● **Work instruction**
Copy out the whole listing below exactly.

● **Task material**
::::

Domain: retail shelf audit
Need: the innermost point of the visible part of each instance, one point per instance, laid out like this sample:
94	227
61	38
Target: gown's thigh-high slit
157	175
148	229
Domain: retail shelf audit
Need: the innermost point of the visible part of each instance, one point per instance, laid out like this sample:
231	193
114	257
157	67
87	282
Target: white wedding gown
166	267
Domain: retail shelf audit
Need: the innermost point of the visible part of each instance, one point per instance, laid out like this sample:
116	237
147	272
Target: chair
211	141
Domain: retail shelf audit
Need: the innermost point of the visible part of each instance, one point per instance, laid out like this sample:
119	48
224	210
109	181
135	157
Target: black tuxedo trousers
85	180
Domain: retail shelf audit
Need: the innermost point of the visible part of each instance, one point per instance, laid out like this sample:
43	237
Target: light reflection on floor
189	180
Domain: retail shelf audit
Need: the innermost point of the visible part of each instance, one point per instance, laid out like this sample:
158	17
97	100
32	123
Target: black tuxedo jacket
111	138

::::

● **Written solution**
Domain: retail shelf audit
Need: the innermost point of the visible part of each instance, one point per instance, laid out like this sample:
94	227
61	38
Target: gown's thigh-high slit
157	175
148	229
Domain: retail shelf audit
Need: the innermost point of the visible part of each instance, one point per instance, laid out like this sample:
231	193
114	257
157	67
87	282
Target: white wedding gown
166	267
Domain: retail shelf audit
Need: the innermost point of the visible part of each instance, one point per instance, laid out like this sample:
116	237
147	272
Target: chair
211	141
Domain: retail shelf audit
Need: the innermost point of the visible part of each instance, one point per instance, laid out like this sample:
119	48
224	210
109	181
135	157
Target: black tuxedo trousers
85	180
Domain: retail shelf audit
Need: the innermost point of the visible part of each instance, one point per instance, laid out like this sample:
43	237
Target: light reflection on floor
189	180
Domain: retail shelf audit
Need: the innermost point of the visible part of each instance, one point per instance, laid out like this sample:
158	17
97	100
32	123
Target: black tuxedo jacket
111	138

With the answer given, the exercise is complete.